>> begin MATERIAL SUPPLIED

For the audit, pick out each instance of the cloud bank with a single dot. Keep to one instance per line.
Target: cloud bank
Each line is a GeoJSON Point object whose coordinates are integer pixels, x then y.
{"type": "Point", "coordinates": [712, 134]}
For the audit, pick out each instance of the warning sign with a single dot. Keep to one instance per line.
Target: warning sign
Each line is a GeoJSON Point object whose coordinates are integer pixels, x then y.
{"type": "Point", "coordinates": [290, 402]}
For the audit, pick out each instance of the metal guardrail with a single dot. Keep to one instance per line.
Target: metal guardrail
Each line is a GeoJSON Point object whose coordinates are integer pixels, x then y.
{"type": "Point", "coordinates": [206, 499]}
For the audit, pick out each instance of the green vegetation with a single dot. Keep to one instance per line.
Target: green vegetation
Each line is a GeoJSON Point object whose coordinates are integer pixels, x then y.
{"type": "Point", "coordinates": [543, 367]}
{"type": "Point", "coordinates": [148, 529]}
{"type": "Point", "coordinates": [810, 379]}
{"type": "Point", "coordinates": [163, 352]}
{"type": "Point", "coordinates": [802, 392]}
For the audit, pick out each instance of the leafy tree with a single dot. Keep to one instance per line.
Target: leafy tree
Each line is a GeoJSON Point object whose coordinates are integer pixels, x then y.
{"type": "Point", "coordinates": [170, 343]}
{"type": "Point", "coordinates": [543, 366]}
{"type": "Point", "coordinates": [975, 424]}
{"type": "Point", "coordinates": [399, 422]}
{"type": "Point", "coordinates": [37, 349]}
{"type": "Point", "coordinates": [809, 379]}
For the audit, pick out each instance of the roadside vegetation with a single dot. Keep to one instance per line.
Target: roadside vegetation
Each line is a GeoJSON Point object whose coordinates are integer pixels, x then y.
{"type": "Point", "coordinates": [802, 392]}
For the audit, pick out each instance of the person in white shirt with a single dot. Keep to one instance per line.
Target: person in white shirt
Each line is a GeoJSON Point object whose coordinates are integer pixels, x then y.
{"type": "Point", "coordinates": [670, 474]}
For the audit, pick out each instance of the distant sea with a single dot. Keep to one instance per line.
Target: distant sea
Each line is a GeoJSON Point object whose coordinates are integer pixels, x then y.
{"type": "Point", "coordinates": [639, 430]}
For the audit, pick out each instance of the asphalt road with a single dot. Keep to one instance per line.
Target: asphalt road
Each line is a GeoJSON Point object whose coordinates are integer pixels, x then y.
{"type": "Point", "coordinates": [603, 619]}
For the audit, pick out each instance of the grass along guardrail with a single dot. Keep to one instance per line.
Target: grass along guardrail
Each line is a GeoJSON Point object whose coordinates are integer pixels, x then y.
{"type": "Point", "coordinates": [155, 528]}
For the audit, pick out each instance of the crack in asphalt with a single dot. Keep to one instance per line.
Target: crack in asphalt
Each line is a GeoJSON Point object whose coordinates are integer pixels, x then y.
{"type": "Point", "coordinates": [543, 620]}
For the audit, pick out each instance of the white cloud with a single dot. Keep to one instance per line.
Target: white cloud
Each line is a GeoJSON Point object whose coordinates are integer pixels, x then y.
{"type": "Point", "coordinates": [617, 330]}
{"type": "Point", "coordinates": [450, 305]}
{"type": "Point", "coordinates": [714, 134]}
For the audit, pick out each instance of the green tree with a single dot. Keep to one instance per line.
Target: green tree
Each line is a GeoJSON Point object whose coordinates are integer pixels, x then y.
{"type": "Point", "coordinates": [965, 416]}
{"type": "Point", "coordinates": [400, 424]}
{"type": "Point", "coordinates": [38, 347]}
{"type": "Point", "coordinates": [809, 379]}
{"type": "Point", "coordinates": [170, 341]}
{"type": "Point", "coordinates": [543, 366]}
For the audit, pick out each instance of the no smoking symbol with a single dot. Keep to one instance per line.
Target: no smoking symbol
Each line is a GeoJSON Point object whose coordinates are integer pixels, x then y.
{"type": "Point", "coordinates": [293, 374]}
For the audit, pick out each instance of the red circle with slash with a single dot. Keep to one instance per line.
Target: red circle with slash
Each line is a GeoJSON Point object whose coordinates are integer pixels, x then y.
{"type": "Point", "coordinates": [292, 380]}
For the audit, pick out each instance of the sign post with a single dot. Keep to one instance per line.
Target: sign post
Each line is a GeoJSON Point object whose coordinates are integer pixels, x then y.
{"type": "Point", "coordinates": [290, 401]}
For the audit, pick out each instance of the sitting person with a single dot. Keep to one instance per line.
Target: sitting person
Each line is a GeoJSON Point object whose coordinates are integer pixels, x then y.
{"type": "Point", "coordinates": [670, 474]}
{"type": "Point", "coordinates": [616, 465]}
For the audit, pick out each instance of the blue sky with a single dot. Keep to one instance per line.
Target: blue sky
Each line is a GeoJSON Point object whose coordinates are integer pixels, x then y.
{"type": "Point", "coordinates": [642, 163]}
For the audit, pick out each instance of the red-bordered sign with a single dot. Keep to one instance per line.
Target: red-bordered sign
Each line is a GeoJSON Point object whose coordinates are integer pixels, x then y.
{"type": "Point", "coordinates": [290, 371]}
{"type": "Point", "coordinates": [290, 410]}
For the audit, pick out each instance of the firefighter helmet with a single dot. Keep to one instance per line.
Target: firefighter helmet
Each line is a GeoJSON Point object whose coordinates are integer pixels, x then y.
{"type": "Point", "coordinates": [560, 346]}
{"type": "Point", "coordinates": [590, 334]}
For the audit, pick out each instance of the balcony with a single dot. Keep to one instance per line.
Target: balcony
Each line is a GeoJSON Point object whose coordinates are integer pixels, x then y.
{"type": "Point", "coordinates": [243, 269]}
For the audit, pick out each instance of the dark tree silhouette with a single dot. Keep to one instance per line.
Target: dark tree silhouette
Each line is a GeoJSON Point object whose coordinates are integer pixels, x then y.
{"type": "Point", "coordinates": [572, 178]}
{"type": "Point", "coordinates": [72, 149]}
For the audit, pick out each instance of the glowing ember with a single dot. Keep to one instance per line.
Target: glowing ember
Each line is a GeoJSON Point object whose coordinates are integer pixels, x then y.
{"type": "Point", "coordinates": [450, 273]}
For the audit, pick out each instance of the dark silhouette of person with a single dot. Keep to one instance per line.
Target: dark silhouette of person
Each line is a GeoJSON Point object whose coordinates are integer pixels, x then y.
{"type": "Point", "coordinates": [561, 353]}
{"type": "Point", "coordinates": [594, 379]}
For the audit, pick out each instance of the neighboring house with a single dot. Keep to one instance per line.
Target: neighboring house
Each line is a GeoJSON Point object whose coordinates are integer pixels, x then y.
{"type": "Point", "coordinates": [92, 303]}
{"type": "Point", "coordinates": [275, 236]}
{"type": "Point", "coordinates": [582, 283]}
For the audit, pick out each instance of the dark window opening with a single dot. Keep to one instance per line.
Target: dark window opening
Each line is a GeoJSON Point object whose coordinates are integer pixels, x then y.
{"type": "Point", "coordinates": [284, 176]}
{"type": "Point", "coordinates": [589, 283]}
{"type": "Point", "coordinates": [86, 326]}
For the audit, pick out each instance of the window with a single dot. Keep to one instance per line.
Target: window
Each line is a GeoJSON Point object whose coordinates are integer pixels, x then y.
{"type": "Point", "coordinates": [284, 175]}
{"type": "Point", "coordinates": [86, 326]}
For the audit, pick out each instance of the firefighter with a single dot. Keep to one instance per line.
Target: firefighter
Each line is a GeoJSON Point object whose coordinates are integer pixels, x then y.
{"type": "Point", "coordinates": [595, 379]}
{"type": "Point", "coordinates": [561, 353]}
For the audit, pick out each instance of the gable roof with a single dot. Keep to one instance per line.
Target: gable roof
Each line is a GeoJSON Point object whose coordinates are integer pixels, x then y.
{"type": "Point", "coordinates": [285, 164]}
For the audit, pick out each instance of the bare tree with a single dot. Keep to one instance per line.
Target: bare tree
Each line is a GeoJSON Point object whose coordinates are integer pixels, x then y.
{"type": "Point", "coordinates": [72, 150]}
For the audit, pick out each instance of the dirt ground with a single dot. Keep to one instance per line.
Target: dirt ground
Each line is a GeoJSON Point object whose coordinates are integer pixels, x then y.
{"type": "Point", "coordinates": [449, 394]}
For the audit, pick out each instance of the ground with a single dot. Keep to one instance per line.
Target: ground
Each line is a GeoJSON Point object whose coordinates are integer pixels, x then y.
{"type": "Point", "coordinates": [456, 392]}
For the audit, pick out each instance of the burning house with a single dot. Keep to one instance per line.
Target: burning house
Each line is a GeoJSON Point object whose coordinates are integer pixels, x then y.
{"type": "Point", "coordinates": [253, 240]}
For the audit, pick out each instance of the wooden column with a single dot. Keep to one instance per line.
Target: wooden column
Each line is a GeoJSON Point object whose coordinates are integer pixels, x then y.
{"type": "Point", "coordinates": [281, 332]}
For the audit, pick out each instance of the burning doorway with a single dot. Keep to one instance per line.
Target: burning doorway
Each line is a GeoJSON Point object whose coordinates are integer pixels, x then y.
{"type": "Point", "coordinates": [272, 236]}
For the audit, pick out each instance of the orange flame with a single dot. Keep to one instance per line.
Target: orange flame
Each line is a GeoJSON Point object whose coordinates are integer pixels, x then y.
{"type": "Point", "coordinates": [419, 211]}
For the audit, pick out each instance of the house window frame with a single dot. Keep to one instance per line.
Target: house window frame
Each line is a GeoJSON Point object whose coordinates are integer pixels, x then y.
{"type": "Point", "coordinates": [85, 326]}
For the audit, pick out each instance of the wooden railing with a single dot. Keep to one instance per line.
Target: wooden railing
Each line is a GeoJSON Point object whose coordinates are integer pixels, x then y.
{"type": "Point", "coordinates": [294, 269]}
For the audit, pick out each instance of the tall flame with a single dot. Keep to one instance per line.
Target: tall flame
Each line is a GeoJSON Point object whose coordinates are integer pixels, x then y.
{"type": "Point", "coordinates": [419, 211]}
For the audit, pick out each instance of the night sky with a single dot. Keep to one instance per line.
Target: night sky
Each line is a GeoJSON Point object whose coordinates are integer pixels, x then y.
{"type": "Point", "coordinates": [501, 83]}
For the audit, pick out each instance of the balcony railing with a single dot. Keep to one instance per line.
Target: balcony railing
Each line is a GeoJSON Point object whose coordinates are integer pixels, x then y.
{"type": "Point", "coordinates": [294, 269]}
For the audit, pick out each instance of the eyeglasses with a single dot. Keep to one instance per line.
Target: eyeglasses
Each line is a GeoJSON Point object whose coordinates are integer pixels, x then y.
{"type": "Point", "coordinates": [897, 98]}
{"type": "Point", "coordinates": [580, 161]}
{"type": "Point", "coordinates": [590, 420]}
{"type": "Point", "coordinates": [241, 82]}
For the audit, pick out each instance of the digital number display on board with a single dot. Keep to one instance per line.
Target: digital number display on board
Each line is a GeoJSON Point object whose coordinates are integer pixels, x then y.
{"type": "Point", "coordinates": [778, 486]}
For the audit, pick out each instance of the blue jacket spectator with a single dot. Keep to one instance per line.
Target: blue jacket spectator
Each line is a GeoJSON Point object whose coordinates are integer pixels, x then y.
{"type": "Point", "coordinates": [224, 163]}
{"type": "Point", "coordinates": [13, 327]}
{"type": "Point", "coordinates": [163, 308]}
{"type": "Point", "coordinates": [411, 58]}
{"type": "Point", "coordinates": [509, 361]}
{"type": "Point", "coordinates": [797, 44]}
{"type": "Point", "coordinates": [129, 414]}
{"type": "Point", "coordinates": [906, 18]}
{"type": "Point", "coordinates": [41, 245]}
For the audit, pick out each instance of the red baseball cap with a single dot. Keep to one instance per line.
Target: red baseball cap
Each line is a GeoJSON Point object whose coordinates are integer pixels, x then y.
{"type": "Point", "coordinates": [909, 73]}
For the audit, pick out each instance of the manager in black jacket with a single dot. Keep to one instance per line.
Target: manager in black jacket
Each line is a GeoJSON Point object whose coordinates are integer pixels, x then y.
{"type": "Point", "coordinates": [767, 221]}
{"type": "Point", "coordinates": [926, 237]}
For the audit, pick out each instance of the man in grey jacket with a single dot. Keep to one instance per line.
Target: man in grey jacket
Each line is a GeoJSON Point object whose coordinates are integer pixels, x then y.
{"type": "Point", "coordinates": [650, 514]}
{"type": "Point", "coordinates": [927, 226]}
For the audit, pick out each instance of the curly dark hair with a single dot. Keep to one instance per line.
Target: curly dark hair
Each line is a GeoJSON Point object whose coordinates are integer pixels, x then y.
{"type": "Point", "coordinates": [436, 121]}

>> end MATERIAL SUPPLIED

Quote, without any change, each line from the one that contains "For the audit, pick out each instance of the digital" through the end of the material.

For the audit, pick out each instance of the digital number display on board with a single dot. Keep to one instance per line.
Target: digital number display on board
Each line is a GeoJSON Point object whose coordinates are integer pixels, x then y.
{"type": "Point", "coordinates": [778, 486]}
For the audit, pick out each instance of the blue jacket spectator with a single dot. Keep to one instance per line.
Target: blue jacket spectator
Each line is a GeoJSON Point object whose coordinates are integer pixels, x then y.
{"type": "Point", "coordinates": [224, 163]}
{"type": "Point", "coordinates": [13, 327]}
{"type": "Point", "coordinates": [163, 308]}
{"type": "Point", "coordinates": [411, 58]}
{"type": "Point", "coordinates": [509, 361]}
{"type": "Point", "coordinates": [797, 44]}
{"type": "Point", "coordinates": [129, 414]}
{"type": "Point", "coordinates": [906, 18]}
{"type": "Point", "coordinates": [41, 245]}
For the audit, pick out each instance of the red baseball cap with a single dot. Keep to one instance per line.
Target: red baseball cap
Each line is a GeoJSON Point object whose coordinates are integer pixels, x then y.
{"type": "Point", "coordinates": [909, 73]}
For the audit, pick out each instance of the manager in black jacket with a single dot. Keep to one instance per line.
Target: manager in black jacket
Each line is a GeoJSON Point object whose coordinates are integer pixels, x then y.
{"type": "Point", "coordinates": [767, 221]}
{"type": "Point", "coordinates": [926, 237]}
For the audit, pick out each instance of the man in grey jacket with a single dot. Keep to one instance per line.
Target: man in grey jacket
Each line is a GeoJSON Point object whose coordinates are integer pixels, x then y.
{"type": "Point", "coordinates": [650, 514]}
{"type": "Point", "coordinates": [927, 226]}
For the audit, pick out each instance of the curly dark hair with a single dot. Keep to one instance per line.
Target: curly dark hair
Each line is a GeoJSON Point object whose coordinates are integer pixels, x then y.
{"type": "Point", "coordinates": [436, 121]}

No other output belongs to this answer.